La primera conclusión obliga a mirar las últimas dos décadas del siglo XXI en el continente americano, nuestro lugar en el mundo: golpe de Estado contra Manuel Zelaya en Honduras (2009), intento fallido de golpe contra Rafael Correa en Ecuador (2010), golpe de Estado contra Fernando Lugo en Paraguay (2012), destitución de Dilma Rousseff y encarcelamiento de Lula da Silva en Brasil (2017; 2019), golpe a Evo Morales en Bolivia (2019), el ya mencionado asalto al Capitolio (2021), el intento de magnicidio a Cristina Fernández de Kirchner y la destitución de Pedro Castillo en Perú (2022), hasta llegar al alzamiento brasileño de hace pocas semanas. Todos estos hechos tienen en común el hacer evidente que la democracia sigue siendo vista como accesoria por influyentes grupos sociales en distintas partes del continente, especialmente allí donde los resultados electorales colocan en el poder a gobiernos que bregan por la redistribución del ingreso.

Como señala Chantal Mouffe, la democracia implica ver a quien piensa distinto como un adversario a vencer en elecciones, y no como un enemigo a destituir por la fuerza. Y la política democrática no es ni más ni menos que la deposición de las armas como medio de la lucha, para dar paso al debate a través de la palabra. Los grupos bolsonaristas alzados contra Lula son más que meros opositores, se ven a sí mismos como la purificación de una sociedad que, a sus ojos, tiene que volver a un orden tradicional, blanco, elitista, patriarcal y estamental. Saben que Lula representa lo contrario, ampliando derechos y recursos para las mayorías postergadas, y, no pudiendo superar su propuesta electoral, desconocen resultados que fueron múltiples veces refrendados por autoridades nacionales e internacionales.

Consigna → Escribe lo que sigue en el texto sobre la democracia en el continente americano, empezando después de su última oración. Los datos de abajo vienen de otra fuente y no tienen relación con el texto sobre la democracia en el continente americano.

Extracto de datos →
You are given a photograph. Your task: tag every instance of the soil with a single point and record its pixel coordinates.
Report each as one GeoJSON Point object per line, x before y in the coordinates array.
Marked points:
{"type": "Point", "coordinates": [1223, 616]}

Respuesta →
De allí que su lucha no sea política, sino identitaria. Su irredentismo representa mucho más que una opción partidaria, es una reacción visceral a la transformación en derechos de aquello que antes eran solamente sus privilegios. Al establecer cuotas de ingreso a las universidades para que los afrodescendientes y pueblos originarios puedan convertirse en profesionales, Lula consiguió que estos últimos puedan tener acceso real a ámbitos históricamente vedados, horadando un sistema de escasa movilidad social. Lo mismo sucedió con la extensión de las rutas aéreas dentro del país, lo que permitió que por primera vez millones de brasileños suban a un avión. “Ahora los aeropuertos parecen una terminal”, me dijo livianamente una mujer que crucé en el aeropuerto de San Pablo en mi reciente viaje y en el marco del triunfo de Lula, terminando de ilustrar que, de los procesos inclusivos, lo que más duele es la pérdida de exclusividad en los privilegios.

La segunda conclusión del reciente ataque a Lula es, entonces, que esta proliferación de movimientos antidemocráticos por derecha constituye una reacción conservadora a la democratización social. Y es, por ende, un recordatorio de que cada conquista de derechos debe ser resguardada, cuidada, vigilada y defendida a cada instante.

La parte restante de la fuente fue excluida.